----- Dataset records -----
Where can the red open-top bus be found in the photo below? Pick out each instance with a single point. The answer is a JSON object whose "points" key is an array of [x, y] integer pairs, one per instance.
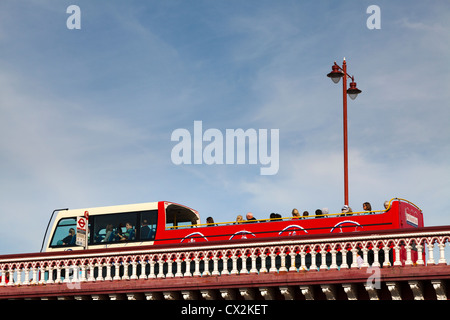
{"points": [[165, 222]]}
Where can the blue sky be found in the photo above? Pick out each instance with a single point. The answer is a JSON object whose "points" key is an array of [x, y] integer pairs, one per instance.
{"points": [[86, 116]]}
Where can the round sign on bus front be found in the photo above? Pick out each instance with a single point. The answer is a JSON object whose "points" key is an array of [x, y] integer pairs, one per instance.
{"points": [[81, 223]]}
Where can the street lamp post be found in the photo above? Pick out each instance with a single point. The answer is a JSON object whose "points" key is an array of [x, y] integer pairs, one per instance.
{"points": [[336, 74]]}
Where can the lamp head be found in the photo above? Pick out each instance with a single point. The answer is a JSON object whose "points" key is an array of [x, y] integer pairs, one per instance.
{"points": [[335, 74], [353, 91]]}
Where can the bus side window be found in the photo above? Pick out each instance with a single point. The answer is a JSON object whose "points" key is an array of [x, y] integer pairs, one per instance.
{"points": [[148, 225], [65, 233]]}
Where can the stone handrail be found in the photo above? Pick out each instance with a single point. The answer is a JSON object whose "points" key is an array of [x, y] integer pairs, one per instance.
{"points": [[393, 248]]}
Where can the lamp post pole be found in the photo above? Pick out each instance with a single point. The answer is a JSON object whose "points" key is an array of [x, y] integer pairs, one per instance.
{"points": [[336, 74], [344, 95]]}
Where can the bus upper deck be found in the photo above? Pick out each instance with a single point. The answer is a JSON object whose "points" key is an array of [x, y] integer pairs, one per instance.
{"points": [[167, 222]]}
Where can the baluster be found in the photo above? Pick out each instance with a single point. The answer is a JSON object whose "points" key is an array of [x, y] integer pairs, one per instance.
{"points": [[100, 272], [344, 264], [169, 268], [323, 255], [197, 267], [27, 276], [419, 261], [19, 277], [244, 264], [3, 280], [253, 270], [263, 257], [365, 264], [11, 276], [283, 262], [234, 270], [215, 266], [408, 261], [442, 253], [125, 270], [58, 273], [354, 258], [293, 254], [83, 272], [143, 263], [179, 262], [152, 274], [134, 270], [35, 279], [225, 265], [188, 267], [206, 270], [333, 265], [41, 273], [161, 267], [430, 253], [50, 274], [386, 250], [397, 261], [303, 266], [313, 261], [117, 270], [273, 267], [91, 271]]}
-----
Goal: Scale the records starting with the line that contains "Where can the baluster" and going on through the end of the records, copying the request unchanged and multiplying every coordinate in the answer by 0.95, rounded to whole numbers with halves rounded up. Give only those lines.

Finished exercise:
Where can the baluster be found in the photo above? Pick out each instance with a single point. The answer is a JSON object whose "points" key is an array of [x, y] integer pairs, one per instance.
{"points": [[95, 258], [327, 251], [161, 255], [307, 242], [187, 254], [26, 262], [398, 248], [18, 263], [232, 251], [3, 266], [240, 257], [250, 244], [347, 251], [10, 262], [269, 249], [222, 257], [204, 253], [388, 248], [420, 240], [119, 257], [55, 259], [336, 245], [278, 241], [79, 258], [136, 250], [170, 249], [144, 260], [127, 257], [33, 265], [214, 252], [179, 254], [196, 257], [316, 252], [39, 259], [153, 254], [409, 240], [48, 260], [367, 238], [377, 248], [288, 253], [297, 248], [111, 257], [259, 254], [86, 257]]}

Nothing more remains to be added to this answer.